-- Exercise directions --
Starting at the beginning of the records and ending at the line that contains "box: [177, 145, 209, 166]", give those lines again with "negative clicks" substituted by "negative points" and nothing else altered. Omit the pictures from the answer.

-- Exercise data --
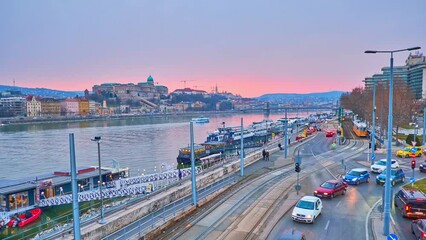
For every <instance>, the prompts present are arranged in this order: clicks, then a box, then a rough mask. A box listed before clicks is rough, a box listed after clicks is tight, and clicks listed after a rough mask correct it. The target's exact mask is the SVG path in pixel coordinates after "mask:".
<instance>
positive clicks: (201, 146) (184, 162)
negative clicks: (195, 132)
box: [177, 145, 209, 166]
mask: <svg viewBox="0 0 426 240" xmlns="http://www.w3.org/2000/svg"><path fill="white" fill-rule="evenodd" d="M194 150H195V151H194V157H195V164H199V162H200V159H201V158H203V157H206V156H207V155H209V154H207V152H206V148H205V147H204V146H202V145H195V146H194ZM177 162H178V164H179V166H181V164H183V165H191V147H184V148H181V149H179V155H178V157H177Z"/></svg>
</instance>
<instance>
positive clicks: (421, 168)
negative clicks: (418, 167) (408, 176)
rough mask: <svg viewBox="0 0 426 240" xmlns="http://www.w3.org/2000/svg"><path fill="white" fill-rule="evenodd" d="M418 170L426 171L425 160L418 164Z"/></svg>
mask: <svg viewBox="0 0 426 240" xmlns="http://www.w3.org/2000/svg"><path fill="white" fill-rule="evenodd" d="M419 171H420V172H426V160H425V161H424V162H422V163H420V165H419Z"/></svg>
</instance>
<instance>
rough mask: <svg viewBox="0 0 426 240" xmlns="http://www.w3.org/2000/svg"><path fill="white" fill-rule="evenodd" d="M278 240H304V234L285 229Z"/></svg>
mask: <svg viewBox="0 0 426 240" xmlns="http://www.w3.org/2000/svg"><path fill="white" fill-rule="evenodd" d="M278 239H279V240H306V237H305V234H304V233H303V232H301V231H298V230H296V229H287V230H284V232H283V233H282V234H281V236H280V238H278Z"/></svg>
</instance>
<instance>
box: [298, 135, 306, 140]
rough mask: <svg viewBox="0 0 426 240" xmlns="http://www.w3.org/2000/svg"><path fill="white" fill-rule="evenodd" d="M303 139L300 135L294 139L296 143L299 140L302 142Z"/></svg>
mask: <svg viewBox="0 0 426 240" xmlns="http://www.w3.org/2000/svg"><path fill="white" fill-rule="evenodd" d="M303 138H304V137H303V136H302V135H298V136H297V137H296V141H299V140H302V139H303Z"/></svg>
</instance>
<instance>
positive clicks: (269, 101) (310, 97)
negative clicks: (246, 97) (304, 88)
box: [257, 91, 345, 102]
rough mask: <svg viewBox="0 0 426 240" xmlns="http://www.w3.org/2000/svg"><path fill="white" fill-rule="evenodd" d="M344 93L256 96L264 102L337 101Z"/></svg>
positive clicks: (272, 94)
mask: <svg viewBox="0 0 426 240" xmlns="http://www.w3.org/2000/svg"><path fill="white" fill-rule="evenodd" d="M343 93H345V92H343V91H331V92H322V93H306V94H299V93H272V94H264V95H262V96H260V97H258V98H257V99H258V100H261V101H266V102H305V101H316V102H323V101H337V100H338V99H340V96H341V95H342V94H343Z"/></svg>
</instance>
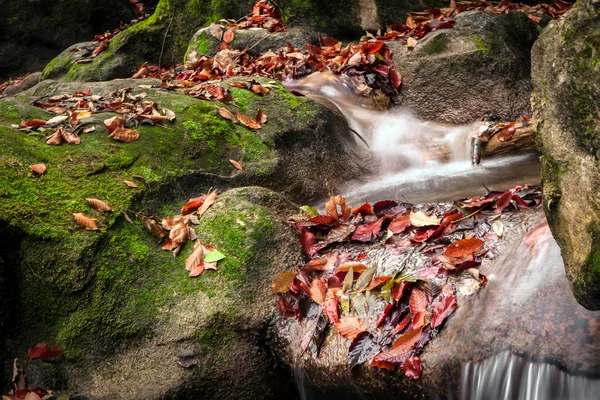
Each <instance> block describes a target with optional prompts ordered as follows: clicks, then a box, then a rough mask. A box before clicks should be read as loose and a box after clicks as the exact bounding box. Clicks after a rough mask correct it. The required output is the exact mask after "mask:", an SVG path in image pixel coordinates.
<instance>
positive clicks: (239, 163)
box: [229, 160, 246, 171]
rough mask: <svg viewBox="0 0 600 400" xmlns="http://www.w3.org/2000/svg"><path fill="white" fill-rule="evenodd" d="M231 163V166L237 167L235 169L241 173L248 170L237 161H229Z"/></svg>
mask: <svg viewBox="0 0 600 400" xmlns="http://www.w3.org/2000/svg"><path fill="white" fill-rule="evenodd" d="M229 162H230V163H231V165H233V166H234V167H235V169H237V170H240V171H244V170H245V169H246V167H244V166H243V165H242V164H241V163H239V162H238V161H235V160H229Z"/></svg>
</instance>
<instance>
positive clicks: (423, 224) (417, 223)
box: [409, 211, 440, 226]
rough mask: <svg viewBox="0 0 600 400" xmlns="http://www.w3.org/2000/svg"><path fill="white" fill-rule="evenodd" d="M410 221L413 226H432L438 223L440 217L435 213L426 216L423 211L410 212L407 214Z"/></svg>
mask: <svg viewBox="0 0 600 400" xmlns="http://www.w3.org/2000/svg"><path fill="white" fill-rule="evenodd" d="M409 219H410V223H411V224H412V225H413V226H433V225H439V224H440V219H439V218H438V217H436V216H435V215H431V216H430V217H428V216H427V215H425V213H424V212H423V211H417V212H416V213H414V212H411V213H410V215H409Z"/></svg>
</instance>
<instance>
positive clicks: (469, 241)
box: [444, 238, 483, 257]
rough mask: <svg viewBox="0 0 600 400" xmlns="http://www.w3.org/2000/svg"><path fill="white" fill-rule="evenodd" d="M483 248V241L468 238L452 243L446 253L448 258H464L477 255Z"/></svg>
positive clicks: (450, 244) (474, 238)
mask: <svg viewBox="0 0 600 400" xmlns="http://www.w3.org/2000/svg"><path fill="white" fill-rule="evenodd" d="M482 246H483V240H481V239H477V238H467V239H461V240H457V241H456V242H454V243H451V244H450V246H448V248H447V249H446V251H444V254H445V255H447V256H448V257H464V256H468V255H470V254H473V253H475V252H476V251H477V250H479V249H480V248H481V247H482Z"/></svg>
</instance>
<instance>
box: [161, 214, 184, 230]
mask: <svg viewBox="0 0 600 400" xmlns="http://www.w3.org/2000/svg"><path fill="white" fill-rule="evenodd" d="M183 221H184V219H183V217H182V216H181V215H170V216H168V217H164V218H163V220H162V221H161V222H160V225H161V226H162V227H163V228H164V229H166V230H168V231H170V230H171V229H173V228H174V227H175V225H178V224H180V223H182V222H183Z"/></svg>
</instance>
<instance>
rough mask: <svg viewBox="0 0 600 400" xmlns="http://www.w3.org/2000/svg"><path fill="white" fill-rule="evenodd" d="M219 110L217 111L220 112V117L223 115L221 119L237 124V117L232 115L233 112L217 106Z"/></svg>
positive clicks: (222, 115)
mask: <svg viewBox="0 0 600 400" xmlns="http://www.w3.org/2000/svg"><path fill="white" fill-rule="evenodd" d="M215 107H216V108H217V111H218V112H219V115H221V117H223V118H225V119H228V120H230V121H231V122H233V123H234V124H237V122H238V121H237V118H235V115H233V114H232V113H231V111H229V110H228V109H226V108H224V107H218V106H215Z"/></svg>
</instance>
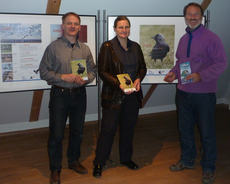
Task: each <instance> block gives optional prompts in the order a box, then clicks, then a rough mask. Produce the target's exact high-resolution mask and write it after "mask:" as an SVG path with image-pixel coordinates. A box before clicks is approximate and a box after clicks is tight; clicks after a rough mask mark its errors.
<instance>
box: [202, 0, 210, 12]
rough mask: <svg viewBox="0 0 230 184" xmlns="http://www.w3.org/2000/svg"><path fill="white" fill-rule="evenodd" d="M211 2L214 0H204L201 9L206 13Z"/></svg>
mask: <svg viewBox="0 0 230 184" xmlns="http://www.w3.org/2000/svg"><path fill="white" fill-rule="evenodd" d="M211 1H212V0H203V2H202V3H201V7H202V8H203V10H204V11H205V10H206V9H207V8H208V6H209V4H210V3H211Z"/></svg>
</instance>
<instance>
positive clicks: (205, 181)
mask: <svg viewBox="0 0 230 184" xmlns="http://www.w3.org/2000/svg"><path fill="white" fill-rule="evenodd" d="M213 182H214V174H213V173H210V172H204V173H203V175H202V184H212V183H213Z"/></svg>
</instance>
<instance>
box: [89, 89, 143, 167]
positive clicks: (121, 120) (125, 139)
mask: <svg viewBox="0 0 230 184" xmlns="http://www.w3.org/2000/svg"><path fill="white" fill-rule="evenodd" d="M136 98H137V97H136V94H135V92H134V93H132V94H130V95H126V96H125V98H124V100H123V102H122V106H121V108H120V109H119V110H111V109H102V125H101V132H100V134H99V137H98V141H97V148H96V157H95V159H94V161H93V164H94V165H102V166H105V165H106V161H107V160H108V159H109V157H110V153H111V149H112V145H113V141H114V136H115V134H116V130H117V127H118V125H119V128H120V129H119V156H120V162H126V161H129V160H130V159H131V157H132V155H133V136H134V127H135V125H136V123H137V119H138V113H139V105H138V103H137V99H136Z"/></svg>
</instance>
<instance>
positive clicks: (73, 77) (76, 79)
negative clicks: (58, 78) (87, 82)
mask: <svg viewBox="0 0 230 184" xmlns="http://www.w3.org/2000/svg"><path fill="white" fill-rule="evenodd" d="M61 79H62V80H63V81H65V82H68V83H76V84H79V85H83V84H84V83H85V80H84V79H82V77H81V76H80V75H78V76H76V75H74V74H63V75H62V76H61Z"/></svg>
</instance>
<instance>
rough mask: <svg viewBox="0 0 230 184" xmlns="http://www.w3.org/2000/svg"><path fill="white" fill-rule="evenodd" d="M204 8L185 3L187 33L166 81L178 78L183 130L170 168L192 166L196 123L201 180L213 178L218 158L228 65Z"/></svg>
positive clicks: (180, 121) (184, 13)
mask: <svg viewBox="0 0 230 184" xmlns="http://www.w3.org/2000/svg"><path fill="white" fill-rule="evenodd" d="M203 13H204V12H203V9H202V7H201V6H200V5H199V4H197V3H189V4H188V5H187V6H185V7H184V18H185V22H186V24H187V26H188V27H187V28H186V34H185V35H183V36H182V38H181V39H180V42H179V45H178V48H177V53H176V58H177V62H176V65H175V66H174V67H173V68H172V70H171V71H170V72H169V73H168V74H167V75H166V76H165V78H164V81H166V82H169V83H171V82H173V81H174V80H175V79H178V84H177V95H176V105H177V110H178V129H179V132H180V143H181V158H180V160H179V162H178V163H176V164H173V165H171V166H170V167H169V168H170V170H171V171H181V170H183V169H192V168H193V167H194V161H195V158H196V155H197V153H196V146H195V137H194V126H195V124H196V123H197V124H198V127H199V131H200V136H201V144H202V148H203V157H202V159H201V161H200V164H201V166H202V170H203V175H202V183H203V184H209V183H213V182H214V171H215V163H216V160H217V150H216V135H215V105H216V96H215V92H216V91H217V81H218V77H219V76H220V74H221V73H222V72H223V71H224V70H225V68H226V66H227V57H226V53H225V50H224V47H223V44H222V42H221V40H220V39H219V37H218V36H217V35H216V34H214V33H213V32H211V31H209V30H207V29H205V27H204V26H203V25H202V24H201V21H202V18H203Z"/></svg>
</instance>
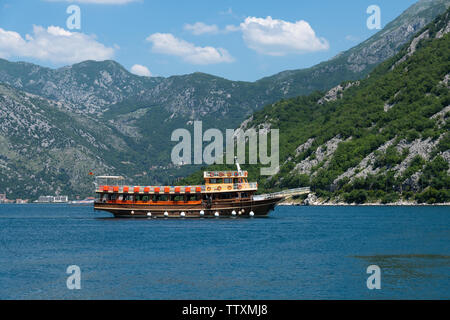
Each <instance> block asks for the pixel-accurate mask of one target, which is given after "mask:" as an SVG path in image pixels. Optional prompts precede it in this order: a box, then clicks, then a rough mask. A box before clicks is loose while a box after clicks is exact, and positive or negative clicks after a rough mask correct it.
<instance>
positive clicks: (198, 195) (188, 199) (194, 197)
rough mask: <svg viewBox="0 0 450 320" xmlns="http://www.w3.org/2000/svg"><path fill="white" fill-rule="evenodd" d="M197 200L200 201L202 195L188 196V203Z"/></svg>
mask: <svg viewBox="0 0 450 320" xmlns="http://www.w3.org/2000/svg"><path fill="white" fill-rule="evenodd" d="M196 200H200V195H198V194H190V195H188V196H187V201H196Z"/></svg>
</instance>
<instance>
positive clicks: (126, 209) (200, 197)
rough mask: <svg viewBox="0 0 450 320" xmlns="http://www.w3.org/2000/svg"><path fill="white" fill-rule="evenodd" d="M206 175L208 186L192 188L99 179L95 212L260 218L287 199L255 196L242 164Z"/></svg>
mask: <svg viewBox="0 0 450 320" xmlns="http://www.w3.org/2000/svg"><path fill="white" fill-rule="evenodd" d="M203 174H204V180H205V184H204V185H190V186H129V185H124V184H123V177H121V176H99V177H96V200H95V202H94V209H95V210H103V211H108V212H110V213H112V214H113V215H114V216H115V217H167V218H173V217H177V218H180V217H181V218H191V217H192V218H194V217H196V218H198V217H224V216H230V217H232V216H236V217H239V216H241V217H252V216H256V217H260V216H266V215H267V214H268V213H269V212H270V211H271V210H273V209H274V207H275V205H276V204H277V203H278V202H280V201H281V200H283V199H284V198H285V197H286V193H284V194H283V193H274V194H268V195H262V196H257V195H255V193H256V191H257V190H258V184H257V183H256V182H248V172H247V171H243V170H241V168H240V167H239V164H237V170H236V171H206V172H204V173H203ZM289 194H294V193H293V192H290V193H289Z"/></svg>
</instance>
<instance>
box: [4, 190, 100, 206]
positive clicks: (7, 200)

-- Output of the exercise --
For every <instance>, the prompts present are arranged in this order: clicks, then a box, then a rough mask. A box listed before clicks is rough, a box listed after clicks is tight, and clicks listed after a rough mask correct it. The target's exact mask is the SVG path in pixel coordinates after "mask:".
<instance>
positive clicks: (201, 146) (184, 162)
negative points: (195, 132)
box: [177, 145, 209, 166]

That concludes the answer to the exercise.